Friday, September 25, 2009

Nick Di Paolo plays the Hard Rock with Joe List and Dan Crohn

Danvers native Nick Di Paolo is back in town tomorrow, and he’s bringing former Boston comic Joe List with him. Di Paolo is playing the Hard Rock Café, with Dan Crohn hosting and producing (he also produced the Doug Stanhope show there in May). Di Paolo was a regular part of Colin Quinn’s Tough Crowd, a show that featured comedians busting each other’s chops and speaking off the cuff. Di Paolo was one of the few comics commenting from a conservative standpoint, and with a Democrat in the White House again, Di Paolo says the political quotient in his act is rising. I spoke with him by phone earlier this week.

How’ve you been?

I’m hanging in there. Making a living, traveling the country.

Are you concentrating mostly on stand-up and touring right now?

Right now, yeah. I’ve got a few things in the works that I’m supposed to keep close to my vest because it’s new technology. Radio/Internet stuff. A blog/radio thing. It’s with some pretty big names in radio here in New York.

I thought you were going to tell me you were doing comedy as a hologram on CNN.

That’s it, dammit. How’d you hear that? You know, what’s funny is, I am going to be doing Joy Behar’s new show on Headline News. HLN. Her show’s premiering September 29th, it’s an hour talk show, political, a roundtable. I’m scheduled to be on there October 8th.

She’s always been really good to comics, regardless of whether she makes you laugh or not.

Yeah. I knew Joy years ago before she got kind of famous. I went to audition a couple of weeks ago and it was great. It was at a conference table, and there were a bunch of people around there, and they were filming it. And it was me and this black comic from Boston, you probably know. He’s got like an African name. He’s a young kid. He’s Harvard educated.

Oh, Baratunde.

Yeah. Baratunde. It was me, him, and another kid from Boston who writes for, what paper was it? But it was a good mix. I went in there and my Tough Crowd training really [kicked in]. They were like, nervous and I was like, let’s get this over with. I was really loose and I was cracking up everyone at the table and I was taking shots at Joy and she was laughing. And I said, if they don’t make me a regular on this…. Anyway, they did call and they said they want me on October 8th with Arianna Huffington.

I suppose you’re looking forward to that.

Yeah. I go, can we get a translator, ‘cause she sounds just like Zsa Zsa Gabor to me. “I’m telling you, darling, the Republicans are…” That’ll be interesting. I’m doing that and then Dennis Miller, the radio show called and they want me to do his show on October 1st. I got things in the mix here.

Are you looking to do more stuff with a political bent?

Uh… yeah, actually. I try to be relevant with my comedy and it’s pretty interesting times, you know? There’s nobody on the right as far as… [clears throat]. I’d like to get back on the radio. But it’s a tough market to crack in New York. It’s just hard, when you come from the right and you’re a comic, stuff that I go after is stuff that’s been deemed politically correct by everybody. It’s almost taboo, if I point out, like when The Daily Show, and again, I always bring them up, when they’re going after white Republicans, okay, I understand that. But if I want to make fun of the president or Michelle Obama or Charlie Rangel, even conservatives won’t laugh out loud and be called a racist. That’s why you don’t see real conservative comedy. All the shit is taboo.
______________________________
» Required work:
Rewrite everything from "I’m hanging in" down to "there October 8th." in the Nick Di Paolo interview, substituting "cartoon" for "hologram".
______________________________
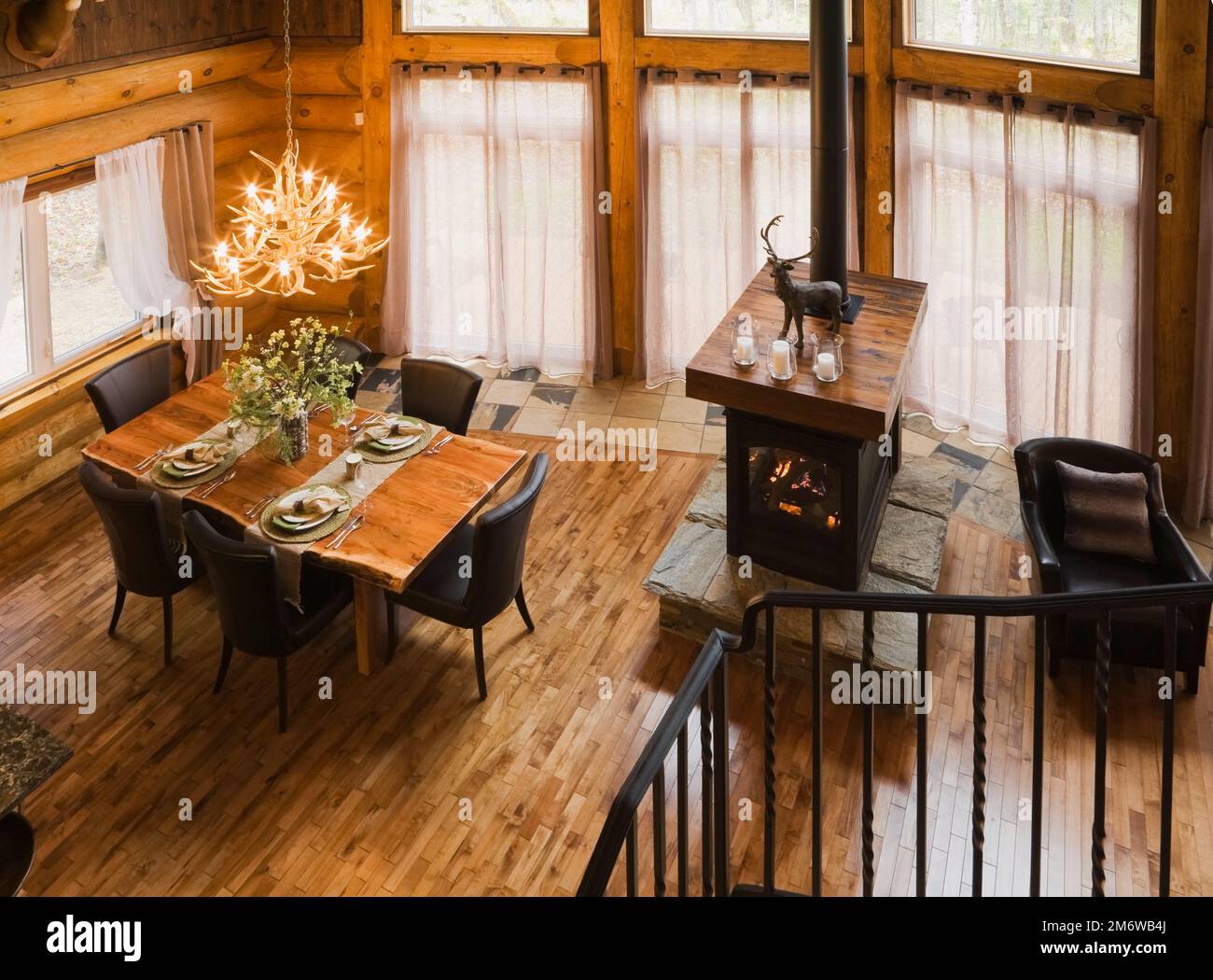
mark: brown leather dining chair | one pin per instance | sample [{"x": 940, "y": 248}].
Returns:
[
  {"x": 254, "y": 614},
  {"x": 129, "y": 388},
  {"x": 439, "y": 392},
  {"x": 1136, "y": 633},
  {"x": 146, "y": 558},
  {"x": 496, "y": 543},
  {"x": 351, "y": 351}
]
______________________________
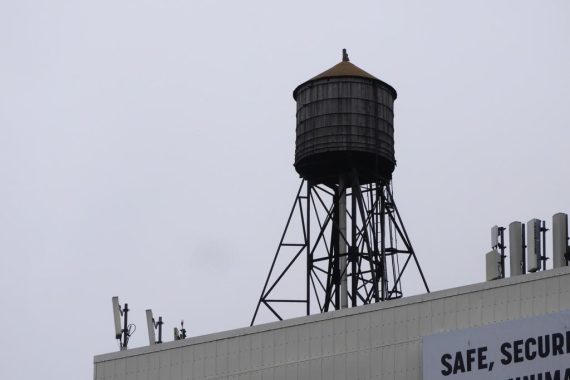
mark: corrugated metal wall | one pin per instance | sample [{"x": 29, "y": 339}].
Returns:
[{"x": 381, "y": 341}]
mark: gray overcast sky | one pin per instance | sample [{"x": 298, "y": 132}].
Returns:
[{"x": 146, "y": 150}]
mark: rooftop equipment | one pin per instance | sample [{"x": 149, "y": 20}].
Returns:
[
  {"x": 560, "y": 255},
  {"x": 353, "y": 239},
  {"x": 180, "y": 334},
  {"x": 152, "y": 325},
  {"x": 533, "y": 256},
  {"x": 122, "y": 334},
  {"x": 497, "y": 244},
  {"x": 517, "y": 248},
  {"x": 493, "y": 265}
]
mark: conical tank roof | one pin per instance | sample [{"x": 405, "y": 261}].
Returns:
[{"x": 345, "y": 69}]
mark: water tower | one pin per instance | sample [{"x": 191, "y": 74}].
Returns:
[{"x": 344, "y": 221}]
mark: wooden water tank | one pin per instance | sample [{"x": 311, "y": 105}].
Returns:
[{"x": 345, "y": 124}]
______________________________
» Answer to the task:
I’m hanging in there. Making a living, traveling the country.

Are you concentrating mostly on stand-up and touring right now?

Right now, yeah. I’ve got a few things in the works that I’m supposed to keep close to my vest because it’s new technology. Radio/Internet stuff. A blog/radio thing. It’s with some pretty big names in radio here in New York.

I thought you were going to tell me you were doing comedy as a cartoon on CNN.

That’s it, dammit. How’d you hear that? You know, what’s funny is, I am going to be doing Joy Behar’s new show on Headline News. HLN. Her show’s premiering September 29th, it’s an hour talk show, political, a roundtable. I’m scheduled to be on there October 8th.